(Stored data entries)
+--

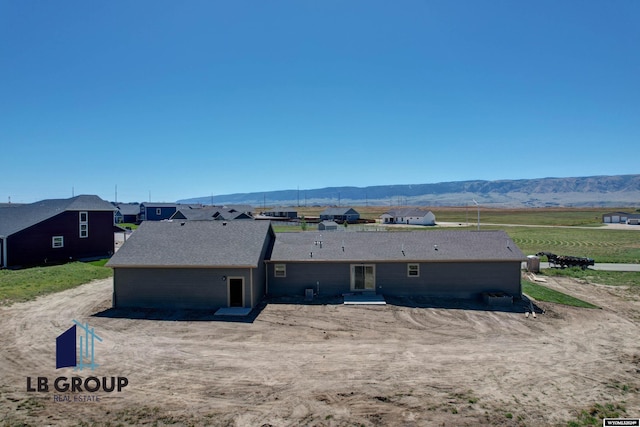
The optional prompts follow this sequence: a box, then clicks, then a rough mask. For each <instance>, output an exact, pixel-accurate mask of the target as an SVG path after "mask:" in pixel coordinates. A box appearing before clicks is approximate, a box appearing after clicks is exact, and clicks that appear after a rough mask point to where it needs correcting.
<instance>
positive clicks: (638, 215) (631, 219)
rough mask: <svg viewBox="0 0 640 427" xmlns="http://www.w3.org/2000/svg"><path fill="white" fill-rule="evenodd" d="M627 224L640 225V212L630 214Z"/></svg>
mask: <svg viewBox="0 0 640 427" xmlns="http://www.w3.org/2000/svg"><path fill="white" fill-rule="evenodd" d="M627 224H629V225H640V214H629V216H628V217H627Z"/></svg>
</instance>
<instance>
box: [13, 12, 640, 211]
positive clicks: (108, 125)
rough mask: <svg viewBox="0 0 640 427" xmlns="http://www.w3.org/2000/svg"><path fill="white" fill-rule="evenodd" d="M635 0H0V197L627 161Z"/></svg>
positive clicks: (232, 191)
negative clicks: (121, 0)
mask: <svg viewBox="0 0 640 427" xmlns="http://www.w3.org/2000/svg"><path fill="white" fill-rule="evenodd" d="M639 18H640V2H639V1H637V0H616V1H611V2H604V1H589V0H579V1H569V0H566V1H565V0H563V1H556V0H553V1H539V0H536V1H518V2H516V1H511V0H508V1H500V0H490V1H478V0H472V1H462V0H460V1H444V0H442V1H400V2H390V1H241V2H228V1H224V2H223V1H213V0H207V1H185V2H177V1H162V0H154V1H144V0H137V1H119V0H110V1H106V2H90V1H86V0H78V1H65V0H58V1H44V0H38V1H33V0H0V171H2V174H1V175H2V179H0V202H6V201H7V200H8V198H9V197H10V198H11V201H12V202H33V201H36V200H40V199H45V198H64V197H70V196H71V194H72V192H74V193H75V194H76V195H77V194H98V195H99V196H101V197H103V198H105V199H107V200H113V199H114V198H115V187H116V185H117V188H118V200H119V201H146V200H148V199H149V195H151V199H152V200H153V201H175V200H177V199H182V198H190V197H198V196H208V195H211V194H214V195H216V194H229V193H244V192H260V191H271V190H283V189H295V188H300V189H312V188H322V187H330V186H343V185H346V186H359V187H360V186H368V185H384V184H420V183H435V182H445V181H460V180H470V179H486V180H495V179H522V178H541V177H549V176H555V177H571V176H590V175H616V174H633V173H640V167H639V165H640V161H639V160H638V158H639V157H638V154H637V153H638V144H639V143H640V48H639V46H640V26H639V25H638V24H637V23H638V19H639Z"/></svg>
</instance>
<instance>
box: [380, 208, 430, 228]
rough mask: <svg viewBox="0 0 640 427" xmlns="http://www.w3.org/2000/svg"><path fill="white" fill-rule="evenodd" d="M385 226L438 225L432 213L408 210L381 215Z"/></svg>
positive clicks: (421, 210)
mask: <svg viewBox="0 0 640 427" xmlns="http://www.w3.org/2000/svg"><path fill="white" fill-rule="evenodd" d="M380 219H381V220H382V222H383V223H384V224H410V225H436V216H435V215H434V214H433V212H431V211H427V210H423V209H416V208H406V209H392V210H390V211H387V212H385V213H383V214H382V215H380Z"/></svg>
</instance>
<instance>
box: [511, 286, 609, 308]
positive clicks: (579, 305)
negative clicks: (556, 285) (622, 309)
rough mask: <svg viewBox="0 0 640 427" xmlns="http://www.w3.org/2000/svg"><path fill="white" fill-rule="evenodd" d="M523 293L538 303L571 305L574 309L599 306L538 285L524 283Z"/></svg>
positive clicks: (522, 287) (554, 290)
mask: <svg viewBox="0 0 640 427" xmlns="http://www.w3.org/2000/svg"><path fill="white" fill-rule="evenodd" d="M522 292H523V293H525V294H527V295H529V296H530V297H531V298H533V299H535V300H536V301H546V302H554V303H556V304H564V305H570V306H573V307H583V308H598V306H596V305H593V304H591V303H588V302H586V301H582V300H581V299H578V298H575V297H572V296H571V295H567V294H564V293H562V292H558V291H555V290H553V289H550V288H547V287H546V286H542V285H539V284H537V283H533V282H529V281H528V280H523V281H522Z"/></svg>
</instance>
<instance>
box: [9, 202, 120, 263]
mask: <svg viewBox="0 0 640 427" xmlns="http://www.w3.org/2000/svg"><path fill="white" fill-rule="evenodd" d="M114 211H115V207H114V206H113V205H112V204H111V203H109V202H106V201H104V200H102V199H101V198H100V197H98V196H93V195H81V196H76V197H72V198H70V199H51V200H42V201H39V202H36V203H31V204H25V205H21V206H18V207H10V208H0V267H4V268H15V267H21V266H32V265H43V264H49V263H60V262H67V261H70V260H77V259H82V258H94V257H107V256H110V255H111V254H113V250H114V234H113V233H114V223H113V221H114Z"/></svg>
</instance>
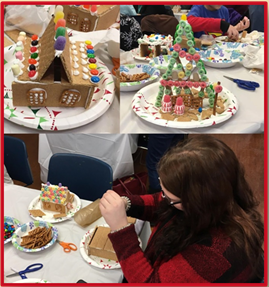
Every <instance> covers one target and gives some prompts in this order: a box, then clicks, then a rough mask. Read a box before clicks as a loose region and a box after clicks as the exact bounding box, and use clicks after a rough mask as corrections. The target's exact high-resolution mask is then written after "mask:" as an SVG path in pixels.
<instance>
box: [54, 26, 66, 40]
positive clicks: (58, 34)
mask: <svg viewBox="0 0 269 287" xmlns="http://www.w3.org/2000/svg"><path fill="white" fill-rule="evenodd" d="M65 32H66V29H65V28H64V27H58V28H57V30H56V34H55V38H56V39H57V38H58V37H59V36H63V37H65Z"/></svg>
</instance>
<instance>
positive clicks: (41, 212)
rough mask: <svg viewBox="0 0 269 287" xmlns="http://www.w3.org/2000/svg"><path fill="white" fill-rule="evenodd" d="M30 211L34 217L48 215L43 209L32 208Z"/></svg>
mask: <svg viewBox="0 0 269 287" xmlns="http://www.w3.org/2000/svg"><path fill="white" fill-rule="evenodd" d="M29 212H30V213H31V214H32V215H33V216H34V217H42V216H44V215H46V213H44V212H43V211H42V210H41V209H31V210H29Z"/></svg>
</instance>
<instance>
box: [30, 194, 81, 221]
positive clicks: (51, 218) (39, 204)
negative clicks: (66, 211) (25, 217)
mask: <svg viewBox="0 0 269 287" xmlns="http://www.w3.org/2000/svg"><path fill="white" fill-rule="evenodd" d="M72 205H73V208H72V209H70V210H69V211H68V212H67V216H66V217H59V218H54V217H53V215H54V214H57V212H53V211H49V210H44V209H42V208H41V201H40V200H39V195H38V196H37V197H35V198H34V199H33V200H32V201H31V203H30V204H29V207H28V210H31V209H41V210H42V211H43V212H44V213H46V215H44V216H42V217H35V216H33V215H32V214H31V213H29V215H30V216H31V217H32V218H33V219H34V220H44V221H47V222H50V223H57V222H62V221H65V220H68V219H71V218H72V217H73V216H74V214H75V213H76V212H77V211H78V210H80V208H81V200H80V198H79V197H78V196H77V195H76V194H74V201H73V203H72Z"/></svg>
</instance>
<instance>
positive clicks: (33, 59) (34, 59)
mask: <svg viewBox="0 0 269 287" xmlns="http://www.w3.org/2000/svg"><path fill="white" fill-rule="evenodd" d="M28 63H29V64H33V65H35V64H36V63H37V60H35V59H29V60H28Z"/></svg>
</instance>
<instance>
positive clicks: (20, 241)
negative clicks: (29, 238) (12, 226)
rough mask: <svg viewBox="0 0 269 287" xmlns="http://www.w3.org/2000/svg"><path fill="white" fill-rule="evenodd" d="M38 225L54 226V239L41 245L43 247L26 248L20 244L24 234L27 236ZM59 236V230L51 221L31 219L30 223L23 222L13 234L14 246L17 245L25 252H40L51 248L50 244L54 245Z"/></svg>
mask: <svg viewBox="0 0 269 287" xmlns="http://www.w3.org/2000/svg"><path fill="white" fill-rule="evenodd" d="M37 227H46V228H49V227H52V239H51V241H50V242H49V243H48V244H47V245H45V246H43V247H41V248H36V249H27V248H24V247H22V246H21V245H20V243H21V241H22V236H26V235H28V232H29V231H32V230H34V229H36V228H37ZM57 237H58V230H57V228H56V227H54V226H53V225H52V224H50V223H49V222H45V221H30V222H28V223H25V224H23V225H22V226H20V227H19V228H18V229H17V230H16V231H15V233H14V234H13V236H12V244H13V245H14V247H16V248H17V249H18V250H20V251H23V252H39V251H42V250H45V249H47V248H49V247H50V246H52V245H53V244H54V243H55V241H56V239H57Z"/></svg>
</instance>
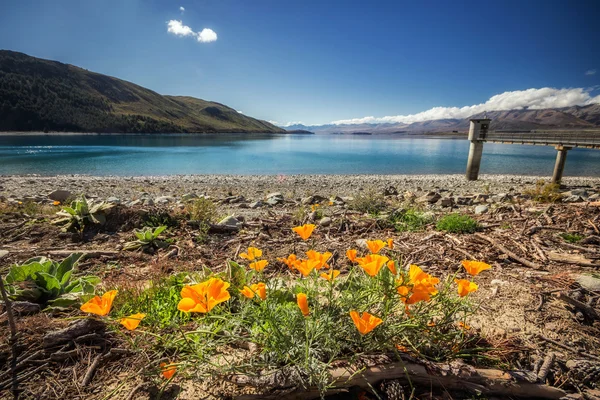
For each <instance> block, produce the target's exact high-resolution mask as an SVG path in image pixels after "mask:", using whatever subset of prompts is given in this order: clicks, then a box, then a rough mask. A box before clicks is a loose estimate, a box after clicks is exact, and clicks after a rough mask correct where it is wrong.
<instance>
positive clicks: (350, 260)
mask: <svg viewBox="0 0 600 400" xmlns="http://www.w3.org/2000/svg"><path fill="white" fill-rule="evenodd" d="M346 257H348V259H349V260H350V262H353V263H355V262H356V250H355V249H349V250H347V251H346Z"/></svg>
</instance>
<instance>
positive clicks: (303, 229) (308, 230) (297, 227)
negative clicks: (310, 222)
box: [292, 224, 315, 240]
mask: <svg viewBox="0 0 600 400" xmlns="http://www.w3.org/2000/svg"><path fill="white" fill-rule="evenodd" d="M292 230H293V231H294V232H296V233H297V234H298V235H299V236H300V237H301V238H302V240H307V239H308V238H309V237H310V235H312V232H313V231H314V230H315V224H305V225H302V226H296V227H294V228H292Z"/></svg>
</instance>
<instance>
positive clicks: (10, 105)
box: [0, 50, 284, 133]
mask: <svg viewBox="0 0 600 400" xmlns="http://www.w3.org/2000/svg"><path fill="white" fill-rule="evenodd" d="M0 131H70V132H123V133H130V132H146V133H158V132H165V133H176V132H284V130H283V129H281V128H278V127H276V126H274V125H271V124H269V123H267V122H265V121H260V120H257V119H254V118H250V117H247V116H245V115H243V114H241V113H239V112H237V111H236V110H234V109H232V108H229V107H227V106H224V105H222V104H219V103H214V102H209V101H204V100H200V99H196V98H193V97H181V96H162V95H160V94H158V93H156V92H153V91H151V90H148V89H145V88H143V87H141V86H138V85H135V84H133V83H130V82H126V81H123V80H120V79H117V78H112V77H109V76H106V75H101V74H97V73H94V72H90V71H87V70H85V69H82V68H78V67H75V66H72V65H67V64H62V63H59V62H56V61H48V60H43V59H39V58H34V57H30V56H28V55H25V54H22V53H16V52H13V51H3V50H2V51H0Z"/></svg>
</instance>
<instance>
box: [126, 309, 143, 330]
mask: <svg viewBox="0 0 600 400" xmlns="http://www.w3.org/2000/svg"><path fill="white" fill-rule="evenodd" d="M145 316H146V314H141V313H137V314H131V315H130V316H129V317H125V318H121V320H120V321H119V323H120V324H121V325H123V326H124V327H125V328H126V329H127V330H129V331H133V330H135V329H136V328H137V327H138V325H139V324H140V322H142V320H143V319H144V317H145Z"/></svg>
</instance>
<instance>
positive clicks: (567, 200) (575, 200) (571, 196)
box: [562, 195, 584, 203]
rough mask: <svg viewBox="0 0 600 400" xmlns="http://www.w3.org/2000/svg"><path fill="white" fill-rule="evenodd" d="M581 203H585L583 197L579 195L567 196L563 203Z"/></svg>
mask: <svg viewBox="0 0 600 400" xmlns="http://www.w3.org/2000/svg"><path fill="white" fill-rule="evenodd" d="M581 201H584V199H583V197H581V196H577V195H571V196H566V197H563V199H562V202H563V203H579V202H581Z"/></svg>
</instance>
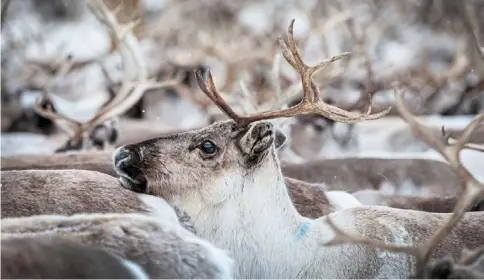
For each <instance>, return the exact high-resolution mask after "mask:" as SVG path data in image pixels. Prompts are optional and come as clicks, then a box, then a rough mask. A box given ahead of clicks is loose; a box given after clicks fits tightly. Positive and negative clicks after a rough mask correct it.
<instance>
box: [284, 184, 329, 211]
mask: <svg viewBox="0 0 484 280" xmlns="http://www.w3.org/2000/svg"><path fill="white" fill-rule="evenodd" d="M284 179H285V182H286V186H287V190H288V193H289V197H290V198H291V201H292V203H293V204H294V207H296V210H297V211H298V212H299V214H301V215H302V216H304V217H307V218H311V219H316V218H319V217H321V216H324V215H327V214H329V213H333V212H334V211H335V209H334V208H333V207H332V206H331V205H330V203H329V201H328V198H327V197H326V194H325V190H324V189H323V188H321V187H318V186H312V185H311V184H309V183H306V182H303V181H299V180H296V179H292V178H289V177H285V178H284Z"/></svg>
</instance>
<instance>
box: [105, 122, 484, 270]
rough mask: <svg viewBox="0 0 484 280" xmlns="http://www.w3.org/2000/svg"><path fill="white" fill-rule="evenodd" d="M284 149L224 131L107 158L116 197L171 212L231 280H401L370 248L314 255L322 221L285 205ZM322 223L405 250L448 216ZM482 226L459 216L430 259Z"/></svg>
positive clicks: (223, 126) (218, 123)
mask: <svg viewBox="0 0 484 280" xmlns="http://www.w3.org/2000/svg"><path fill="white" fill-rule="evenodd" d="M283 143H284V136H282V135H281V132H280V131H278V130H277V129H275V128H274V127H273V126H272V125H271V124H270V123H268V122H259V123H257V124H254V125H251V126H248V127H238V126H237V125H235V124H234V123H233V122H232V121H226V122H220V123H216V124H214V125H212V126H209V127H206V128H203V129H200V130H196V131H189V132H185V133H180V134H175V135H171V136H168V137H162V138H157V139H152V140H149V141H144V142H141V143H138V144H134V145H128V146H125V147H121V148H119V149H118V150H117V151H116V152H115V155H114V157H113V158H114V166H115V168H116V170H117V172H118V174H119V175H120V177H121V181H120V182H121V183H122V185H123V186H124V187H125V188H128V189H132V190H137V191H142V192H146V193H148V194H152V195H156V196H161V197H163V198H165V199H166V200H167V201H169V202H170V203H173V204H175V205H180V207H182V208H183V209H184V210H185V211H187V213H188V214H189V215H190V216H191V217H193V219H194V221H195V226H196V228H197V230H198V233H199V235H200V236H201V237H203V238H206V239H207V240H209V241H211V242H213V243H214V244H215V245H217V246H218V247H220V248H223V249H226V250H229V251H230V252H231V255H232V256H233V257H234V259H235V260H236V273H235V276H236V277H238V278H402V277H408V276H410V275H411V273H412V271H411V268H410V267H411V266H410V265H411V264H412V262H414V259H413V258H412V257H409V256H407V255H405V254H399V255H395V256H393V255H391V258H389V257H388V256H389V255H388V254H386V253H380V251H379V250H377V249H374V248H371V247H364V246H360V245H342V246H335V247H324V246H322V245H321V244H324V243H326V242H328V241H330V240H331V239H332V238H333V236H334V233H333V231H332V230H331V228H330V227H329V226H328V225H325V224H324V221H325V219H326V218H327V217H328V215H326V216H324V217H322V218H319V219H316V220H312V219H308V218H305V217H303V216H301V215H300V214H299V213H298V212H297V210H296V208H295V207H294V205H293V204H292V203H291V200H290V196H289V194H288V190H287V186H286V184H285V179H284V176H283V173H282V171H281V167H280V164H279V160H278V158H277V155H276V153H277V151H276V149H277V148H280V147H281V146H282V145H283ZM329 216H334V217H333V218H332V220H333V221H334V222H335V224H337V226H338V227H339V228H341V229H342V230H344V231H345V232H348V233H354V234H355V233H359V234H363V235H370V237H375V238H377V239H381V240H388V242H390V241H392V242H393V243H397V244H398V245H405V244H407V243H408V245H409V246H411V245H415V244H420V242H424V241H425V240H426V239H427V238H429V237H430V236H431V234H432V233H433V231H434V230H435V229H436V228H437V227H439V226H440V225H442V224H443V223H444V222H445V221H446V218H448V217H449V216H450V215H445V214H434V213H425V212H419V211H410V210H408V211H406V210H396V209H391V208H387V207H376V206H374V207H363V206H360V207H353V208H349V209H346V210H341V211H337V212H335V213H333V214H330V215H329ZM483 220H484V216H483V215H482V214H479V213H468V214H466V216H465V218H464V220H463V221H462V224H461V225H460V227H459V229H456V232H457V233H453V234H451V235H449V237H448V239H446V241H445V242H444V243H443V244H442V246H441V247H440V248H439V249H438V251H437V253H436V254H435V256H441V255H443V254H452V255H457V254H459V253H460V250H461V249H462V247H461V246H463V245H466V246H467V247H469V248H474V247H476V246H478V245H479V244H482V243H483V242H484V237H481V236H480V235H478V234H477V233H478V232H482V231H483V230H484V223H483ZM461 231H462V232H469V233H472V234H473V236H467V234H466V235H462V234H461V235H459V234H458V233H461ZM405 242H406V243H405ZM456 244H457V245H458V246H455V245H456Z"/></svg>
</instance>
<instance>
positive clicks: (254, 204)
mask: <svg viewBox="0 0 484 280" xmlns="http://www.w3.org/2000/svg"><path fill="white" fill-rule="evenodd" d="M274 153H275V151H271V154H269V155H267V157H266V159H265V160H264V161H265V162H264V163H263V167H260V168H257V169H256V170H254V171H252V174H247V175H245V176H242V175H240V174H233V175H230V176H224V178H222V179H220V181H219V182H218V183H217V184H218V186H217V187H218V188H219V189H221V190H223V189H224V188H225V189H227V188H230V185H229V184H234V187H235V188H237V189H238V190H239V192H238V193H237V195H235V196H234V195H231V196H230V197H228V198H227V199H226V200H224V201H223V202H221V203H219V204H216V205H213V206H211V207H204V206H203V205H204V204H203V203H202V200H201V199H199V197H200V195H191V196H190V198H189V199H188V200H189V201H187V199H183V200H179V201H176V202H175V204H179V205H180V206H181V207H182V208H183V209H184V210H185V211H187V212H188V213H189V214H190V215H191V216H192V218H193V220H194V223H195V226H196V228H197V230H198V233H199V235H200V236H201V237H203V238H206V239H208V240H209V241H210V242H212V243H214V244H215V245H216V246H218V247H220V248H222V249H226V250H229V251H230V253H231V256H232V257H233V258H234V259H235V260H236V266H237V268H236V270H235V271H236V275H235V276H236V277H243V278H288V277H289V278H294V277H298V274H299V273H301V271H303V270H304V268H305V267H306V266H307V265H308V263H307V261H305V260H304V259H305V258H304V257H303V255H306V254H307V253H308V250H320V249H316V248H317V246H315V245H316V241H317V240H316V238H311V237H310V235H312V237H315V236H314V234H313V233H311V234H310V235H309V234H306V236H304V233H303V234H302V235H301V230H302V229H307V227H308V224H310V223H311V222H312V220H310V219H307V218H304V217H302V216H300V215H299V213H298V212H297V211H296V209H295V208H294V206H293V204H292V202H291V200H290V198H289V195H288V193H287V188H286V185H285V183H284V177H283V175H282V172H281V169H280V167H279V162H278V160H277V158H276V156H275V155H274ZM228 179H229V180H230V181H229V182H228V181H227V180H228ZM232 190H233V189H232ZM301 246H304V247H306V248H304V250H300V249H298V248H301ZM307 248H310V249H307ZM299 254H301V256H298V255H299ZM309 255H312V254H311V252H309ZM295 259H297V261H295ZM298 261H299V262H301V263H300V264H299V265H298V264H297V262H298Z"/></svg>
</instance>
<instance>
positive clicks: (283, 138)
mask: <svg viewBox="0 0 484 280" xmlns="http://www.w3.org/2000/svg"><path fill="white" fill-rule="evenodd" d="M286 141H287V136H286V134H284V132H282V130H280V129H276V135H275V139H274V145H275V146H276V149H279V148H280V147H282V146H284V144H285V143H286Z"/></svg>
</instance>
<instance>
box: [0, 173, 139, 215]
mask: <svg viewBox="0 0 484 280" xmlns="http://www.w3.org/2000/svg"><path fill="white" fill-rule="evenodd" d="M1 181H2V187H1V193H2V197H1V201H2V218H8V217H23V216H32V215H48V214H60V215H73V214H77V213H135V212H145V211H147V210H148V209H147V208H146V207H145V206H144V205H143V203H142V202H141V201H140V200H139V198H138V195H137V194H136V193H133V192H131V191H128V190H126V189H124V188H122V187H121V186H119V182H118V180H117V179H116V178H114V177H112V176H109V175H105V174H102V173H99V172H94V171H86V170H62V171H60V170H59V171H58V170H49V171H47V170H42V171H41V170H23V171H2V178H1Z"/></svg>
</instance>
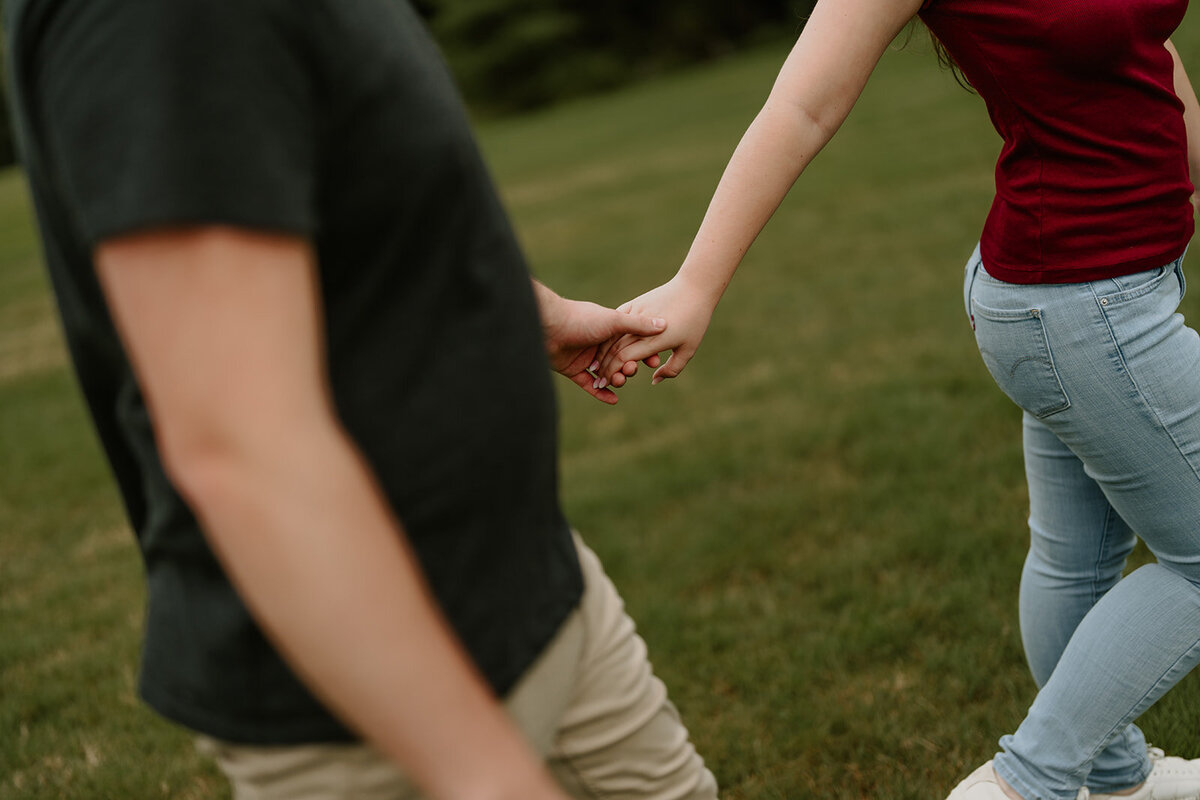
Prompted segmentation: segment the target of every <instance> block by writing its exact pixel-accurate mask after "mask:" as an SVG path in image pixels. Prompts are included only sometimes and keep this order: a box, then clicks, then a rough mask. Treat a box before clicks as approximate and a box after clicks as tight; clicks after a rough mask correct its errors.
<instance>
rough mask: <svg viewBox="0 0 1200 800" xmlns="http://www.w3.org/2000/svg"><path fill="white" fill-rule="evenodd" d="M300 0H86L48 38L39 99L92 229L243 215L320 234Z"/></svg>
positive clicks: (39, 52) (308, 66)
mask: <svg viewBox="0 0 1200 800" xmlns="http://www.w3.org/2000/svg"><path fill="white" fill-rule="evenodd" d="M289 5H292V4H290V2H288V1H286V0H284V1H282V2H280V1H276V2H271V1H269V0H238V1H236V2H224V1H220V0H169V1H163V0H73V1H71V2H64V4H61V7H60V10H59V11H58V12H56V13H55V16H54V18H53V19H52V20H50V23H49V24H48V25H46V26H44V29H43V30H44V32H43V34H42V35H41V36H40V37H38V41H37V46H36V52H35V61H34V64H35V65H36V66H35V70H34V72H32V74H31V77H30V89H31V91H32V97H31V98H30V100H31V106H32V107H34V109H35V114H36V121H35V125H36V126H37V127H38V134H40V139H41V140H42V144H43V148H44V151H46V152H44V155H46V157H47V161H48V169H49V174H50V178H52V180H53V181H54V182H55V185H56V190H58V191H59V192H60V193H61V194H62V198H64V204H65V206H66V207H67V209H68V212H70V215H71V217H72V219H73V222H74V224H76V225H77V228H78V230H79V234H80V235H82V236H83V237H84V239H85V240H86V241H88V242H89V243H95V242H97V241H100V240H102V239H106V237H109V236H113V235H116V234H121V233H131V231H134V230H138V229H146V228H155V227H169V225H186V224H233V225H241V227H252V228H262V229H271V230H280V231H288V233H296V234H301V235H311V234H313V233H314V228H316V224H317V215H316V197H314V196H316V184H317V179H316V162H317V146H316V144H317V143H316V139H317V136H318V133H317V116H318V115H317V109H316V98H314V89H313V86H314V85H316V79H314V77H313V74H314V73H313V71H314V68H316V67H314V66H313V65H312V64H308V62H306V60H305V58H304V53H305V48H304V42H302V38H301V26H300V25H298V24H296V22H295V20H294V19H290V18H288V17H287V7H288V6H289Z"/></svg>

+--

• Exercise brief:
Produce the lines from the first line of the entries through the line that contains "positive clicks: (638, 215) (631, 219)", exactly, leaving the pictures behind.

• Problem solution:
The optional prompts follow this sequence: a box, then clicks, then a rough mask. For each <instance>, output an exact, pixel-accurate mask of the target as an SVG path after "mask:" in pixel coordinates. A box appearing before clicks is approximate, a box appearing after clicks is exact, and clicks that appear after a rough mask point to where it needs correcting.
<instance>
positive clicks: (638, 215) (631, 219)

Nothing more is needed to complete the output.